◆ **Text excerpt**:

# low light floating plants?



## DreamCatcher (Sep 26, 2010)

any?


----------



## PinoyBoy (Mar 14, 2008)

[STRIKE]Duckweed <--- AVOID AS MUCH AS POSSIBLE... Infact ignore this first line of this post.[/STRIKE]
Water spangels
Azolla
Red root floaters
Frogbit (American or Amazon your pick)
Water Lettuce
Mini Water Lettuce
Water Cabbage <-- Sarcasm

And alot more. Some of them like the red root floater turns a nice pink~ish hue when in a high light environment.


----------



## Noahma (Oct 18, 2009)

Red root floater is pretty good in low light. The only problem is under low light, the leaves are light green, and the roots white. But other than that, it grows well under low light


----------



## jokoz (Aug 26, 2009)

I have riccia floating in some of my tanks, all low light.


----------



## Guns286 (Sep 17, 2009)

+1 Avoiding Duckweed. I cant get rid of the stuff. After a nuclear war all that will be left is roaches and duckweed!


----------



## fish-n-pups (Feb 20, 2010)

I second the frogbit. It grows like crazy though and soon you'll be giving it away!


----------

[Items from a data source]
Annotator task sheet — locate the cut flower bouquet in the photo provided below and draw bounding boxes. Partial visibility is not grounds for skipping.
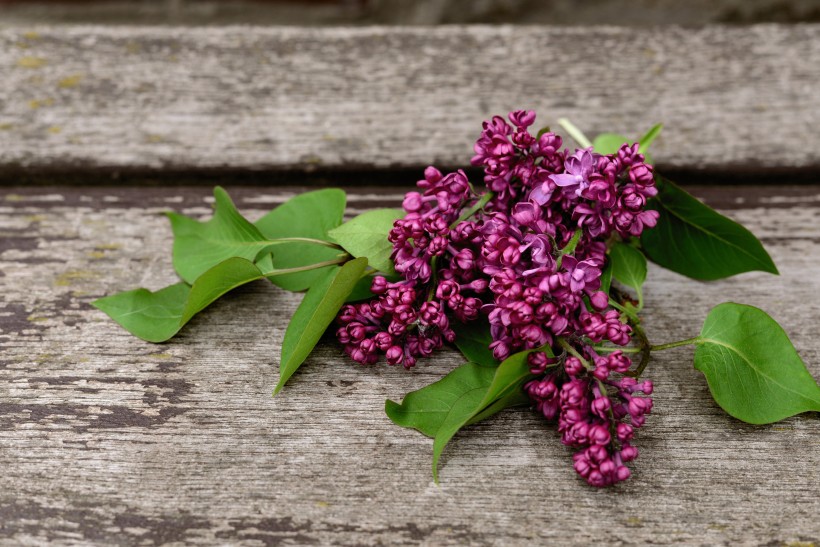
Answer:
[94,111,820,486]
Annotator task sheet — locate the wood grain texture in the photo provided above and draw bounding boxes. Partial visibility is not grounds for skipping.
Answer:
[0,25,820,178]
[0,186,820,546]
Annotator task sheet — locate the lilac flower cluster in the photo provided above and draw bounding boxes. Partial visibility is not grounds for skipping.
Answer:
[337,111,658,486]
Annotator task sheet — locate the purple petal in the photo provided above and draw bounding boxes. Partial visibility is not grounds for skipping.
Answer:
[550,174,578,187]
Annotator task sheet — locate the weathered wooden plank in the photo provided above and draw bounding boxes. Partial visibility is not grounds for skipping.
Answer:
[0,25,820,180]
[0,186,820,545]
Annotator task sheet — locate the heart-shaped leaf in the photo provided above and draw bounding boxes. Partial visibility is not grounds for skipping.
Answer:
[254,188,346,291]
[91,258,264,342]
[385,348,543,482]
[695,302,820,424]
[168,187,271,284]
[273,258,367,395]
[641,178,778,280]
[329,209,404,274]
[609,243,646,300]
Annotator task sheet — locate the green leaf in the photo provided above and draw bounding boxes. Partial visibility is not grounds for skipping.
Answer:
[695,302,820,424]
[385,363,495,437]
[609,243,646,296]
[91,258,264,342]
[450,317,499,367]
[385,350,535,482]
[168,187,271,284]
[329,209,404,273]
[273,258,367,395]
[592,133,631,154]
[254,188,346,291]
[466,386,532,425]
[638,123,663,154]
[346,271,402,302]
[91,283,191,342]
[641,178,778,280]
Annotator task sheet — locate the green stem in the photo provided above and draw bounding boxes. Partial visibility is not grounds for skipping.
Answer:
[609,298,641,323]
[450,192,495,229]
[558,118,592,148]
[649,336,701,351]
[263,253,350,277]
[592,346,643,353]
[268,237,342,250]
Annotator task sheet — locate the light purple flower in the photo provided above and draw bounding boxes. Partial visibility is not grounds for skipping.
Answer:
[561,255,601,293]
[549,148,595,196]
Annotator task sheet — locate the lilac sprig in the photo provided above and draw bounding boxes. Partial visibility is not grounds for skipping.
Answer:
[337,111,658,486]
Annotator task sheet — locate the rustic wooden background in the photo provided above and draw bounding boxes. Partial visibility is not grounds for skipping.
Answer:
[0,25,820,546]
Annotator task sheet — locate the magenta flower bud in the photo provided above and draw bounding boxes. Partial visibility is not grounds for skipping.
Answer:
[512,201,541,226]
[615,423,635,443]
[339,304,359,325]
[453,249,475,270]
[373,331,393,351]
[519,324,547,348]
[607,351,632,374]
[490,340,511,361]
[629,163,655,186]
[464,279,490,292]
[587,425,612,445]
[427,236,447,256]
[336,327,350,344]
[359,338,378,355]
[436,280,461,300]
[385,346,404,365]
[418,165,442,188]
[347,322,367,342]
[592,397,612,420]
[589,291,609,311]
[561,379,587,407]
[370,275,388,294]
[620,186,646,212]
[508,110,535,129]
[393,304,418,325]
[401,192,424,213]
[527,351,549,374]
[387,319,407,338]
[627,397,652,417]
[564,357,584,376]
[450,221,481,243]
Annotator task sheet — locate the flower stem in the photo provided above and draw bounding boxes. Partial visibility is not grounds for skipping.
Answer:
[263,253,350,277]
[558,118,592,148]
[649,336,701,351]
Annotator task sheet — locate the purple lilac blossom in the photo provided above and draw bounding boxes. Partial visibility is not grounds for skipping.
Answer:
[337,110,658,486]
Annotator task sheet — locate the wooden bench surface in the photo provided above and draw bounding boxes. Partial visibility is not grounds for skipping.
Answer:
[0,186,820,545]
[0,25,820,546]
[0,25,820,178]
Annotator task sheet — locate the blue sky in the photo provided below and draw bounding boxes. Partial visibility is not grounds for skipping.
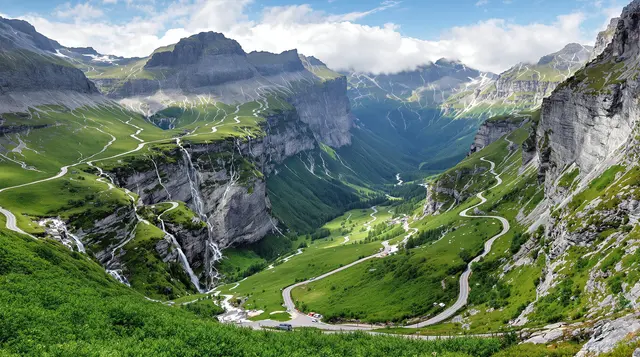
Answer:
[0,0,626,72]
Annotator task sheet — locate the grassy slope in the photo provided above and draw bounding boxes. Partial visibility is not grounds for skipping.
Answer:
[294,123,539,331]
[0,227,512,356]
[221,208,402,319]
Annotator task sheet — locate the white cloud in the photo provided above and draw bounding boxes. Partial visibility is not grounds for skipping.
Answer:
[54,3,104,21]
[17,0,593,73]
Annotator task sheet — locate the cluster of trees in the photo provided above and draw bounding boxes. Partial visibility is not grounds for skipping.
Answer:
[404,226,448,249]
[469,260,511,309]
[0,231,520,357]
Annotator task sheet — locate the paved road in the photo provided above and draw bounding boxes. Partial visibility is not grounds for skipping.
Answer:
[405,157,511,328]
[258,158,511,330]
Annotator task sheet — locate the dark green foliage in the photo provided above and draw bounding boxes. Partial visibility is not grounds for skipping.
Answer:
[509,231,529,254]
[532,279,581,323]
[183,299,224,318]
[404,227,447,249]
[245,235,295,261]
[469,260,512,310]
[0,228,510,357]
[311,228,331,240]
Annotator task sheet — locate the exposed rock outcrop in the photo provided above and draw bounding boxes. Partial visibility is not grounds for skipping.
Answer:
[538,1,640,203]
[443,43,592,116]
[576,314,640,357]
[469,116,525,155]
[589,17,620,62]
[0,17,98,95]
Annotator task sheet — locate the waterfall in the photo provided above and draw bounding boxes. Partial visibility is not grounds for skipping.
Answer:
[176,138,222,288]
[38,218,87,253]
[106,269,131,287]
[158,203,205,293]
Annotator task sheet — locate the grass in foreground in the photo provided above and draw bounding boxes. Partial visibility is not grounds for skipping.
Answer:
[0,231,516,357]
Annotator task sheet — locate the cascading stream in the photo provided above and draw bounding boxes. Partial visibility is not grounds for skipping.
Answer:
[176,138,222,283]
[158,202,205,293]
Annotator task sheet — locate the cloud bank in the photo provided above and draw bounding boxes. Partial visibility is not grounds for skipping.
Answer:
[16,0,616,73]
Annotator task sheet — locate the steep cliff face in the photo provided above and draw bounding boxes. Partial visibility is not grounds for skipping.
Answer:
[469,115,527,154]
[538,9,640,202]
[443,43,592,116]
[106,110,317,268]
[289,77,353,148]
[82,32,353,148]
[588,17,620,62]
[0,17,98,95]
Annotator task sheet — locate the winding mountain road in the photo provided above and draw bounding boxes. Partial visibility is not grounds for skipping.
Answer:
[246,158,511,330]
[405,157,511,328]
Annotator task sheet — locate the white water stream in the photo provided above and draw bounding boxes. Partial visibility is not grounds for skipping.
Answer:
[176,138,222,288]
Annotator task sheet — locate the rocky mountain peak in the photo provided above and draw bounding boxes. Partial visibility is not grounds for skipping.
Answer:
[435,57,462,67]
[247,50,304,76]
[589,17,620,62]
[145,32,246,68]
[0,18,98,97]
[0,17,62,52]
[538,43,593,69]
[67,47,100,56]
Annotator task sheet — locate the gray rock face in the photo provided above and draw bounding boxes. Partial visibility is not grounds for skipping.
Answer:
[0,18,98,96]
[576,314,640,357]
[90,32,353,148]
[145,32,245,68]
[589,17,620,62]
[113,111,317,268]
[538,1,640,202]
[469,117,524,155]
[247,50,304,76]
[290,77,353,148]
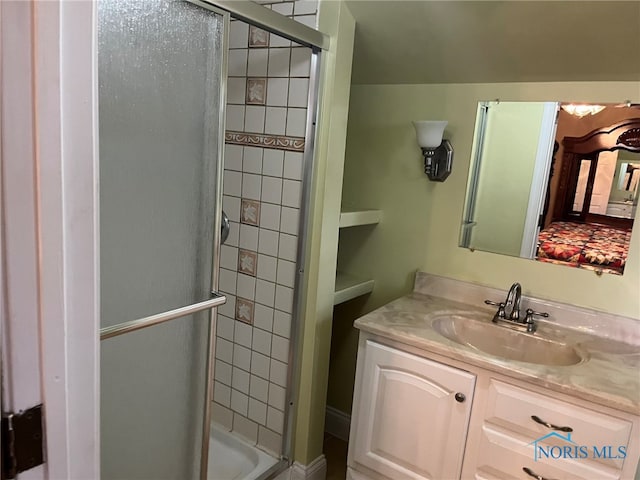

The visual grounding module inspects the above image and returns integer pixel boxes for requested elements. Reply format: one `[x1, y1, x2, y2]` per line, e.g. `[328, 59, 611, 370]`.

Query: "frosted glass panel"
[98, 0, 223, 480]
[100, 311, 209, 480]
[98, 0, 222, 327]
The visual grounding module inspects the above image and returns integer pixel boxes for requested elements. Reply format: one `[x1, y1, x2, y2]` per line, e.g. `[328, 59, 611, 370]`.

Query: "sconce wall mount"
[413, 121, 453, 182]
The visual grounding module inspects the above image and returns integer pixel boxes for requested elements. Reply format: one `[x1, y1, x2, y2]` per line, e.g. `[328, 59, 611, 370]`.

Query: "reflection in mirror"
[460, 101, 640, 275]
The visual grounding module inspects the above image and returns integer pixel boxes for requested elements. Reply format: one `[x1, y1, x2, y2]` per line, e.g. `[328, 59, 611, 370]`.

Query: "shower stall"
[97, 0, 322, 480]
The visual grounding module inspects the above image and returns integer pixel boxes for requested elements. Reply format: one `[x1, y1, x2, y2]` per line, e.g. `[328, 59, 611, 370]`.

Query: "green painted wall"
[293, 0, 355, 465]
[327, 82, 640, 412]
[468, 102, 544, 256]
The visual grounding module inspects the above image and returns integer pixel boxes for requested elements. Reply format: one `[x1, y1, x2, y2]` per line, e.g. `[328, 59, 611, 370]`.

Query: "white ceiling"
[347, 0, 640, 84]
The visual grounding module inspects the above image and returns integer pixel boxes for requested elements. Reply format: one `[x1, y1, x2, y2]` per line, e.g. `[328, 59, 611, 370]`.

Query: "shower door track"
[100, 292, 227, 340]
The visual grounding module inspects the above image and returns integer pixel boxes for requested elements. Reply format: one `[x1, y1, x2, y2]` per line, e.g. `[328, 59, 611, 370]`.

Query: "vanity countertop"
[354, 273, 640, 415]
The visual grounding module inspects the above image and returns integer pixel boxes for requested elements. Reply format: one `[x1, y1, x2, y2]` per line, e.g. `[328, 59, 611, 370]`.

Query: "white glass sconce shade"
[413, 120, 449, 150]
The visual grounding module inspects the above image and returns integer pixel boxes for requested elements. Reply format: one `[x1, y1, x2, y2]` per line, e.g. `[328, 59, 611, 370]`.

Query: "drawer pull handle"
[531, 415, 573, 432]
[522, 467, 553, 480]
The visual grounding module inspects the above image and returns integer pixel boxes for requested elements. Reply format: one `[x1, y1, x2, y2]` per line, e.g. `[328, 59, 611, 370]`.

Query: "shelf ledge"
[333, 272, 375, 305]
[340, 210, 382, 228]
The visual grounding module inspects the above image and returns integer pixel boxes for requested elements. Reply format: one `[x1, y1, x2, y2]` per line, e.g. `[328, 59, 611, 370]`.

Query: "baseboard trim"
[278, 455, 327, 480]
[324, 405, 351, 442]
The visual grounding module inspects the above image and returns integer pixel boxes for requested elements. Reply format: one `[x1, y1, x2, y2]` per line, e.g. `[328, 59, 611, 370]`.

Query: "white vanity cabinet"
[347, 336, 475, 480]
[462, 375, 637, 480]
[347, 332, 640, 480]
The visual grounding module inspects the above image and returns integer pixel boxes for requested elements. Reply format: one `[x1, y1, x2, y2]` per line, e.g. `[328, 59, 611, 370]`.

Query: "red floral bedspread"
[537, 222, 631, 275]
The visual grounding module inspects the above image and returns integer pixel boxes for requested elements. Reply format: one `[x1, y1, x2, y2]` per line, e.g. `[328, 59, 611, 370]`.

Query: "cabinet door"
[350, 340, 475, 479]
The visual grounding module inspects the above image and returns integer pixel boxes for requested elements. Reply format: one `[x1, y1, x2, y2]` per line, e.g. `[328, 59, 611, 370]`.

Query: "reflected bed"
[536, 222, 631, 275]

◆ **Problems**:
1) Answer these questions about the forum thread on low-light floating plants:
(a) Which plant turns a pinkish color in high light, according to the list of plants?
(b) Under low light, what color are the red root floater's leaves and roots?
(c) What does jokoz have floating in low-light tanks?
2) In the entries, retype the lines starting with the line that contains "Annotator task sheet — locate the cluster" and going on through the line that contains "[158,203,205,293]".

◆ **Full answers**:
1)
(a) Red root floater
(b) The leaves are light green, and the roots are white.
(c) Riccia

2)
Annotator task sheet — locate the cluster of trees in the photo provided above and draw bounding boxes. Partial visibility is not grounds for skipping.
Answer:
[404,226,448,249]
[469,260,511,309]
[0,231,520,357]
Annotator task sheet — locate the paved road in the photo provided above and draw bounding boxes. Partial visibility is not grounds for skipping.
Answer:
[405,157,511,328]
[258,158,511,330]
Annotator task sheet — locate the dark green foliage in the photo provided above and draw bounding boxes. Partial visibility is not grounds for skipping.
Answer:
[509,231,529,254]
[532,279,581,323]
[183,299,224,318]
[404,227,447,249]
[245,235,295,261]
[469,260,512,310]
[0,228,510,357]
[311,228,331,240]
Annotator task sheet — locate the exposed rock outcrop in the photo provided above and draw bounding boxes. Partial visibility is not grounds for skipping.
Answer:
[538,1,640,203]
[443,43,592,116]
[576,314,640,357]
[469,116,525,155]
[589,17,620,62]
[0,17,98,95]
Annotator task sheet — locate the waterfall in the photo provided above and draw bounding boxes. Partial visibility is not grounds for skipping.
Answer:
[176,138,222,288]
[38,218,87,253]
[106,269,131,287]
[158,203,205,293]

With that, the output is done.